Teks Dokumen

☆ ☆ ☆

Perjalanan di Kota Pusat Berlian Dunia, Antwerpen (2)

antwerpen2

(sambungan dari sini)

Hari telah menjelang senja. Meski di sekitar Onze-Lieve-Vrouwekathedraal masih ramai. Sebagian besar duduk-duduk saja di bangku. Sambil bercengkerama, berfoto, tiduran, melamun atau bahkan mabuk. Kata seorang teman, ada sebuah band musik di depan katedral. Setiap ke Antwerpen pasti teman tersebut tak pernah melewatkan pertunjukan langsung mereka. Apalagi pemain musiknya ganteng-ganteng, imbuhnya. hehehe.

Setelah intermezzo sebentar di sebuah kedai penjual souvenir, sesi pengambilan foto jamaah berlanjut. Oh ya, pemilik kedai cinderamata tersebut adalah orang Bangladesh. Karena mengetahui kami muslim, beliau memberi diskon buat semua barang yang kami beli. Alhamdulillah.

Jalanan menuju Grote Markt sangat ramai. Kami berjalan pelan diantara kerumunan dan meja-meja kafe yang meluber ke jalanan. Semua kafe tersebut dijejali manusia. Tak terlihat satu bangku pun kosong. Grote Markt (terjemahan bebasnya = pasar besar), sebuah tempat di pusat kota juga masih ramai. Apalagi disana ada satu atraksi terkenal kota, yakni Brabobrunnen alias Air muncrat Brabo. pas di tengah-tengah bangunan-bangunan tua megah khas Eropa. Air muncrat ini dipasang tahun 1887, sebuah patung perunggu besar buatan seniman Jef Lambeaux. Adalah gambaran dari legenda terbentuknya kota Antwerpen. Ksatria muda Silvius Brabo, memegang tangan kanan raksasa Druon Antigon yang baru dikalahkan, untuk dilempar ke Sungai Scheldt. Sang Raksasa selalu menarik pajak bagi tiap kapal yang lewat di sungai ini. Siapa saja yang tak membayar, dipotong tangan kanannya oleh sang raksasa. Nama Antwerpen berasal dari ‘hand werpen’ alias tangan yang dilempar.

☆ ☆ ☆

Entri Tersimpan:
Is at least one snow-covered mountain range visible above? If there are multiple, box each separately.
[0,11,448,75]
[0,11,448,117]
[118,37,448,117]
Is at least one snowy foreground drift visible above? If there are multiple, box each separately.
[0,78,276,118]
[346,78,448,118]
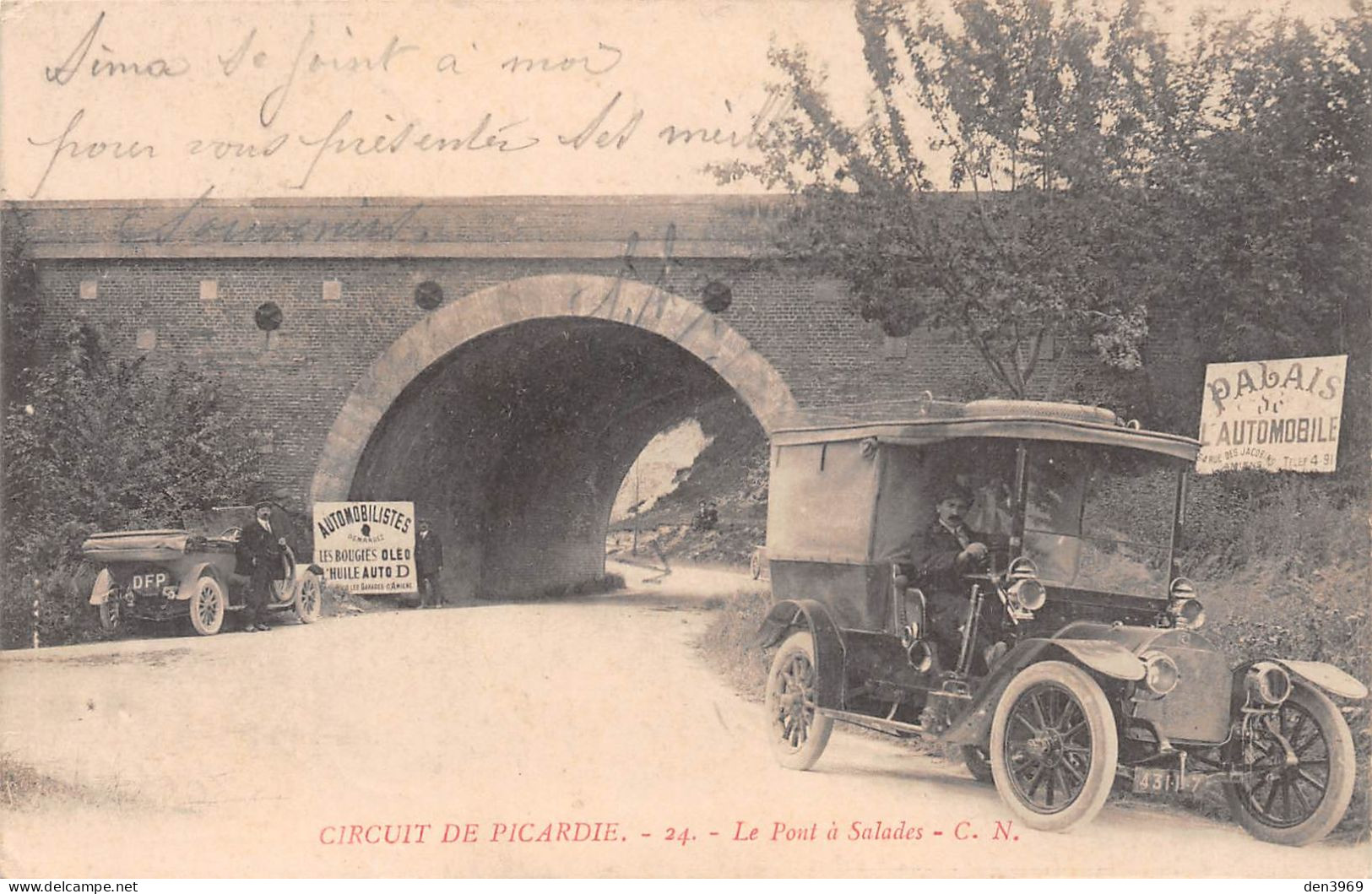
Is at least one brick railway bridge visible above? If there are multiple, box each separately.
[8,196,1103,597]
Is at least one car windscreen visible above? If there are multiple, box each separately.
[1025,442,1177,597]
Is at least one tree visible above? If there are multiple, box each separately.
[1147,3,1372,465]
[0,327,262,647]
[715,0,1176,396]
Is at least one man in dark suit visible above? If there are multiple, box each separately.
[909,484,990,668]
[239,501,285,633]
[415,518,443,609]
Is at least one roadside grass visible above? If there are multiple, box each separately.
[0,751,138,810]
[697,584,771,703]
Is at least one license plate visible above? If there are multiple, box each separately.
[1133,767,1205,795]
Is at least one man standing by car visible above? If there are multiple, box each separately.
[415,518,443,609]
[240,501,285,633]
[909,483,990,669]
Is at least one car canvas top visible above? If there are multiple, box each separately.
[771,398,1201,462]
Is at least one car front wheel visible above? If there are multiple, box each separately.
[767,631,834,769]
[990,661,1120,832]
[1224,683,1357,848]
[191,576,226,637]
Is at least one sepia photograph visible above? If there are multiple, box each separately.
[0,0,1372,877]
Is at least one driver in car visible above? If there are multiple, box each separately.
[909,483,992,669]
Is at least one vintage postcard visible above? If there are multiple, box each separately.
[0,0,1372,890]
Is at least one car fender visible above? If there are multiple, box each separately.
[90,567,116,604]
[937,639,1144,747]
[176,562,229,599]
[1049,639,1144,680]
[1272,658,1368,699]
[753,599,845,710]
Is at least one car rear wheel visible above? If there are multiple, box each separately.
[191,576,226,637]
[1224,683,1357,848]
[990,661,1120,832]
[270,547,295,604]
[767,631,834,769]
[295,572,324,624]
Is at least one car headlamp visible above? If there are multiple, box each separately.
[1140,652,1181,698]
[1010,577,1049,611]
[1006,555,1038,582]
[1168,577,1205,631]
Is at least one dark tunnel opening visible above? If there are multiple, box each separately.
[350,317,762,598]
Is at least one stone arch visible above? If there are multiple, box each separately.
[310,274,797,501]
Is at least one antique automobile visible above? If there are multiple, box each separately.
[81,506,324,637]
[759,398,1368,845]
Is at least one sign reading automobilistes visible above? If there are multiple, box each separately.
[314,501,415,593]
[1196,354,1348,473]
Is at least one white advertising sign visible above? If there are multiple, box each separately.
[1196,355,1348,474]
[314,501,417,595]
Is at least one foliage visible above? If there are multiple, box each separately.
[1147,3,1372,463]
[715,0,1372,431]
[716,0,1172,396]
[0,327,262,647]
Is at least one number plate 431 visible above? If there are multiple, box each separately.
[1133,767,1205,795]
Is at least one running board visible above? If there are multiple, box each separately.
[819,707,933,736]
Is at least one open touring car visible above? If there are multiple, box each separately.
[81,506,323,637]
[760,399,1368,845]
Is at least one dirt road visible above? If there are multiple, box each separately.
[0,575,1369,878]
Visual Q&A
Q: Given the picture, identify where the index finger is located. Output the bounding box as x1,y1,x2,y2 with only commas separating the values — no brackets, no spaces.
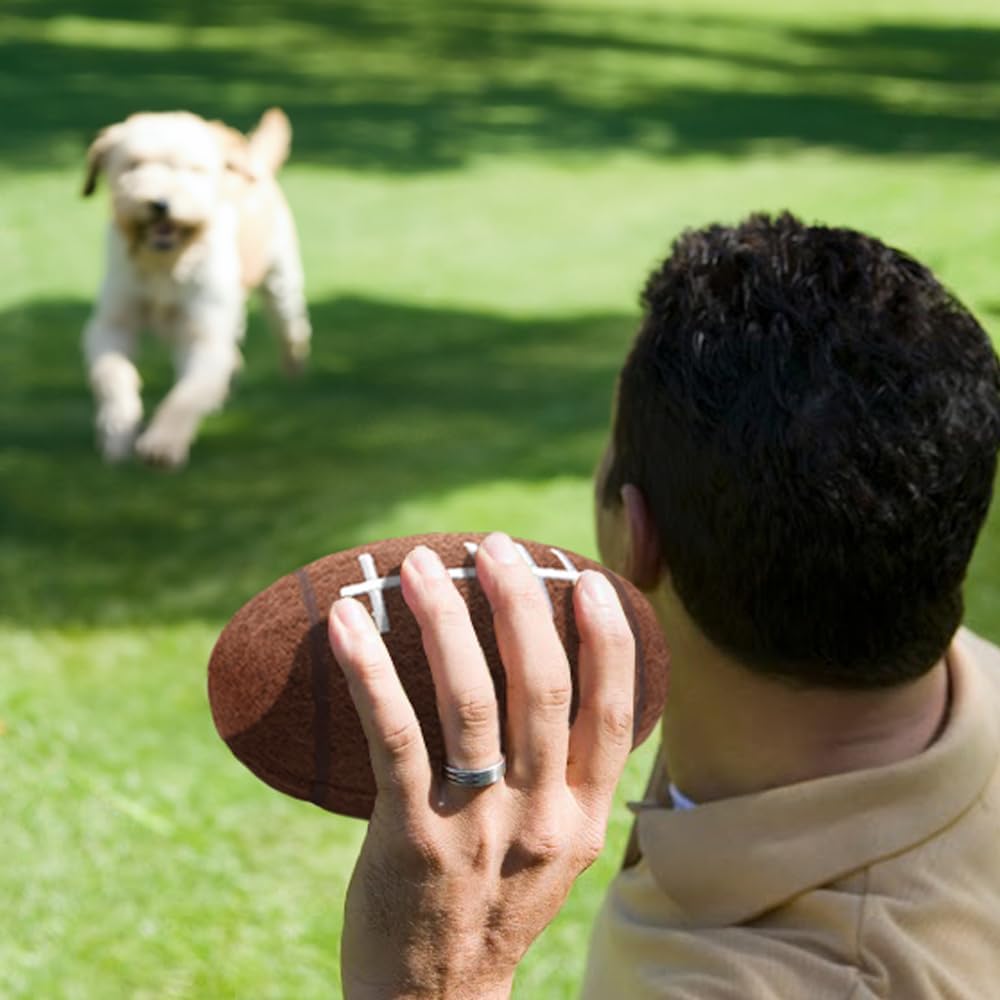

☆ ☆ ☆

Ketentuan Tugas
a. Apakah setiap pernyataan berikut sesuai dengan teks tentang perjalanan di Antwerpen? Jawab ya atau tidak untuk masing-masing, sertakan kutipan kata demi kata dari teks yang menjadi penentunya.
(i) Air muncrat Brabo dipasang pada tahun 1887.
(ii) Pemilik kedai cinderamata itu adalah orang Belgia.
(iii) Nama Antwerpen berasal dari "hand werpen".
b. Bisakah Anda melanjutkan teks tentang perjalanan di Antwerpen, dimulai tepat setelah kalimat terakhirnya?

Kumpulan Jawaban
a.
(i) Ya: "Air muncrat ini dipasang tahun 1887"
(ii) Tidak: "pemilik kedai cinderamata tersebut adalah orang Bangladesh"
(iii) Ya: "Nama Antwerpen berasal dari ‘hand werpen’ alias tangan yang dilempar."

b.
Benar sekali kata Adik. Waktu kami bilang mau ke Antwerpen, dia mengira kami mau lempar-lemparan dengan tangan. Atau ‘hand werfen’ dalam bahasa Jerman. Ternyata Adik yang baru tiga tahun sudah tahu sejarah Antwerpen jauh sebelum kami. hehehe.

Puas foto-foto di depan air mancur, langsung saja kami hendak ke het Steen, sebuah benteng pertahanan salah satu lambang kota Antwerpen. Tapi tertahan sebab melihat banyak sekelai orang berkerumun di sebuah balkon besar di tepi Sungai Scheldt. Disitu adalah tempat orang menikmati pemandangan sungai. Menyaksikan kapal-kapal hilir mudik. Tak hanya kapal barang namun juga feri berisi turis. Kami berfoto profil sambil menikmati matahari tenggelam.

Het Steen, sebuah benteng batu adalah bangunan tertua yang masih berdiri di kota terbesar kedua di Belgia, Antwerpen. Dibangun di abad 12 masehi, dan sempat menjadi benteng serta penjara, sempat hancur di abad 19, dan berhasil dibangun kembali, bangunan tua ini menjadi museum maritim sejak tahun 1952. Kami mengagumi kekohohan benteng, melihat-lihat sekeliling dan memotretnya. hari sudah mulai gelap, kami tentu tak mau berlama-lama disini. Sebab kaki juga sudah mulai pegal.

Setelah melalui koridor di tepi sungai dan di samping museum, kami berbalik arah. Menuju pusat kota lagi. Serta menuju penginapan. Mbak Ninik mesti kembali ke Brussel malam itu juga. Dan kami berisitirahat, mengumpulkan kekuatan untuk perjalanan berikutnya di keesokan hari.

(bersambung)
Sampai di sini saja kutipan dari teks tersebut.